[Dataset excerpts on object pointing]
* * * * * * *
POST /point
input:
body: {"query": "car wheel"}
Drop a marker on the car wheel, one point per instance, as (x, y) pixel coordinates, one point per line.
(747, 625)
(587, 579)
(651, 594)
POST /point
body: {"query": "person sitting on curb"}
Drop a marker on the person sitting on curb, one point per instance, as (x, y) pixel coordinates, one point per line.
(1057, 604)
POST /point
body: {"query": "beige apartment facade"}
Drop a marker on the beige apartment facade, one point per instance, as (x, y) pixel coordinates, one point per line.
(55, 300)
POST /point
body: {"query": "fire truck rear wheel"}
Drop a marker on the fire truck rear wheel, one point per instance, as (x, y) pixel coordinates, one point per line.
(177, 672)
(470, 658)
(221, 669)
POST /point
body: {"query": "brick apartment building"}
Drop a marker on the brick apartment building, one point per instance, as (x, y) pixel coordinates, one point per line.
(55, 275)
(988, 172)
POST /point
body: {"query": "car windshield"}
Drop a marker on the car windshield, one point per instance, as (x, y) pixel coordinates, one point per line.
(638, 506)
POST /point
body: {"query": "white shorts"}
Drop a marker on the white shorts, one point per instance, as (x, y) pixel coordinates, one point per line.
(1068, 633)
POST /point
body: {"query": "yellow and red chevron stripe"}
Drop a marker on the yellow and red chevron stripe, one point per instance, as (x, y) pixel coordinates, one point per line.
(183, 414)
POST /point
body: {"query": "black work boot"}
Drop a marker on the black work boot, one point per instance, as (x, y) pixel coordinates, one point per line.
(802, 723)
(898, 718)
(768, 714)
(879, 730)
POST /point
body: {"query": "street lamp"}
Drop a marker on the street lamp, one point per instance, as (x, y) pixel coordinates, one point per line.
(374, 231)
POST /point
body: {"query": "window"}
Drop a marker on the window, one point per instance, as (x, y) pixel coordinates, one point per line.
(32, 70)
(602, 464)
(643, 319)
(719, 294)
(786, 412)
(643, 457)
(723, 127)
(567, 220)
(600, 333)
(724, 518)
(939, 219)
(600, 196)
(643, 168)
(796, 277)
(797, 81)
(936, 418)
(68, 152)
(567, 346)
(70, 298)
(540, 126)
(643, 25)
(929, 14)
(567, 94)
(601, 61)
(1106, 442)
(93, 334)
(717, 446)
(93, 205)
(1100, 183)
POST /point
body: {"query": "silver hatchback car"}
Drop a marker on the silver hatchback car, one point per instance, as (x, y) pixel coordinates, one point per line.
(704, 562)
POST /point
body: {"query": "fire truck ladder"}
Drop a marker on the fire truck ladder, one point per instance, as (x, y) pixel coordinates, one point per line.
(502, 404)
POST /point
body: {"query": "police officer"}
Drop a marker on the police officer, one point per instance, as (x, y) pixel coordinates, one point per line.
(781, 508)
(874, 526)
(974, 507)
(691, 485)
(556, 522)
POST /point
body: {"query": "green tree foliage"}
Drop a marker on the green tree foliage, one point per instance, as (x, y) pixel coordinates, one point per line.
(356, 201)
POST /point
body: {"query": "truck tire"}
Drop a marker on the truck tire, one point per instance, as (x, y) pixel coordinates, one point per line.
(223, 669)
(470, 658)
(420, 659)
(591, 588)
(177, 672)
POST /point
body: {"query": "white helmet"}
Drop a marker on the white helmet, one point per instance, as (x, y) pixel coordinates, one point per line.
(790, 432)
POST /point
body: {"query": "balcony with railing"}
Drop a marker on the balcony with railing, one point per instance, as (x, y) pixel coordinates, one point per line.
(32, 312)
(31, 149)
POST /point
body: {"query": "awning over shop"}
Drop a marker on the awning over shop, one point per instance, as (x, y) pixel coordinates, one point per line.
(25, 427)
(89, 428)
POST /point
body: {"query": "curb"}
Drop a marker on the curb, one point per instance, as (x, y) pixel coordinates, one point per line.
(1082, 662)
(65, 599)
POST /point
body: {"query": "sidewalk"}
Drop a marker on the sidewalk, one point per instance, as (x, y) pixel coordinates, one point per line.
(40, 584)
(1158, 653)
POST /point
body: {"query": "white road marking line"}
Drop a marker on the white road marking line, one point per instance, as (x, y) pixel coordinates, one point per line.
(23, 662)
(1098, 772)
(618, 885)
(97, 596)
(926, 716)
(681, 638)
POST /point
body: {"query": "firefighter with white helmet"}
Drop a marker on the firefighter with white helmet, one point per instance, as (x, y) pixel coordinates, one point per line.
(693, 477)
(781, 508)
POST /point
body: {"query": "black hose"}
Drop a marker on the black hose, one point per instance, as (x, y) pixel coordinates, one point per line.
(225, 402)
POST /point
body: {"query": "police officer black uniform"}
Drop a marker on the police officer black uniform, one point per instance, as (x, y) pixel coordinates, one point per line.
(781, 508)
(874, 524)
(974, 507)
* * * * * * *
Job → Reproduce all of the records above verbatim, changing nothing.

Full solution →
POST /point
input:
body: {"query": "car wheel"}
Drop a marker on the car wheel, one point per instance, as (x, y) pixel coordinates, one point per line.
(747, 625)
(587, 579)
(651, 594)
POST /point
body: {"query": "person sitting on curb"}
Drop a marker on the person sitting on curb, one point per instance, as (x, y) pixel coordinates, one point per line.
(1057, 604)
POST /point
body: {"query": "beige apartment facade"}
Drop a marker on the beige apartment facade, one point per instance, as (x, y) pixel coordinates, one point per line.
(55, 300)
POST /point
body: {"query": "fire truck rear wheel"}
Drop a marker on the fire truck rear wheel, one point per instance, as (x, y) pixel coordinates, one point per line.
(177, 672)
(470, 658)
(221, 669)
POST /point
body: {"query": "brick apartment building"}
Drop a marker on the brick apartment building, one point per instance, as (x, y) pixel coordinates, one point per line.
(55, 275)
(988, 172)
POST /point
body: {"query": "car windshield"}
Drop a marker on the car windshield, one point per instance, as (x, y) pixel coordinates, one point per line.
(638, 506)
POST /point
body: {"query": "white shorts"}
Drop a marker on the white shorts, one point per instance, as (x, y) pixel coordinates, one point per line.
(1068, 633)
POST /point
body: {"query": "yellow and red chevron stripe"}
Drop a marker on the yellow and red chevron stripe, one point per instance, as (x, y) pixel coordinates, one point per line.
(183, 414)
POST /point
body: {"query": "black work boot"}
Drop a marker on the black work boot, one point per instance, as (x, y) pixel coordinates, one point per line.
(802, 723)
(898, 718)
(768, 714)
(879, 730)
POST /point
body: {"query": "street lamp"}
Drop a marker on the street lamp, one point per instance, as (x, y) pixel coordinates, one point per line.
(374, 231)
POST /point
body: {"query": "window"}
Drop a marker on the window, one point per instance, as (x, y) pixel coordinates, one point per line.
(32, 70)
(602, 464)
(643, 319)
(719, 294)
(786, 412)
(643, 457)
(723, 127)
(567, 220)
(600, 333)
(724, 518)
(939, 219)
(600, 196)
(643, 168)
(796, 277)
(797, 81)
(936, 418)
(68, 152)
(567, 346)
(70, 298)
(540, 126)
(643, 25)
(929, 14)
(567, 94)
(601, 61)
(1106, 442)
(93, 334)
(717, 446)
(93, 205)
(1100, 183)
POST /point
body: {"query": "silver hatchback car"}
Drop a marker on the silver hatchback car, one point per instance, as (x, y) pixel coordinates, one point per line.
(704, 562)
POST /point
body: {"query": "fire truck ladder"}
Drop a marker on the fire truck ladder, one point per instance, as (x, y) pixel coordinates, one point per line.
(502, 404)
POST /point
body: {"query": "police officer"}
Drop a marker on the police officer, one point per instance, as (x, y) pixel coordinates, one point per line.
(781, 508)
(874, 526)
(974, 507)
(691, 485)
(556, 522)
POST /point
body: {"query": "green tree foliage"}
Drop a marker on the green tree foliage, one point per instance, as (x, y) pixel coordinates, one point per line.
(356, 201)
POST /point
body: {"query": "truck tire"}
Drop a marker on the truck tire, one point per instance, as (x, y) pixel coordinates, one point per line.
(223, 669)
(470, 658)
(420, 659)
(591, 588)
(177, 672)
POST /point
body: {"query": "white helmet"}
Drop a marker on the white helmet, one point per instance, as (x, y) pixel coordinates, one point per line.
(790, 432)
POST /point
body: {"query": "balcony with railing"}
Drop a marker on the balcony with railing, one point per instance, as (x, y) pixel coordinates, one point per line.
(32, 312)
(31, 149)
POST /point
body: {"query": "awning over shop"}
Drop a marker on the awning over shop, one point per instance, as (x, y) pixel coordinates, one point per line.
(25, 427)
(89, 428)
POST /point
body: {"query": "curb"}
Drop a marker on the curb, one point per instance, as (x, y) pixel coordinates, one point per line.
(1082, 662)
(65, 599)
POST /point
body: {"query": "sidewalk"}
Drop a marker on the sidewalk, one point per instance, as (x, y) pixel coordinates, one point per line.
(40, 584)
(1158, 653)
POST /point
body: {"query": "white road marking line"}
Drop a marker on the white road marking line, one point per instance, as (x, y) pixel coordinates, one point per line.
(23, 662)
(1098, 772)
(618, 885)
(97, 596)
(926, 716)
(681, 638)
POST /point
body: {"query": "firefighter with white helmet"}
Drop a marker on the firefighter with white helmet, one point per instance, as (x, y) pixel coordinates, one point per line.
(693, 477)
(781, 508)
POST /point
body: {"query": "black hose"}
Drop a marker on the black hose, one point per instance, as (x, y) pixel coordinates, one point per line.
(225, 402)
POST /point
body: {"query": "police officer black uniform"}
Drop a marker on the police officer black uniform, one point per instance, as (x, y) pixel coordinates, one point per line.
(781, 508)
(874, 524)
(974, 507)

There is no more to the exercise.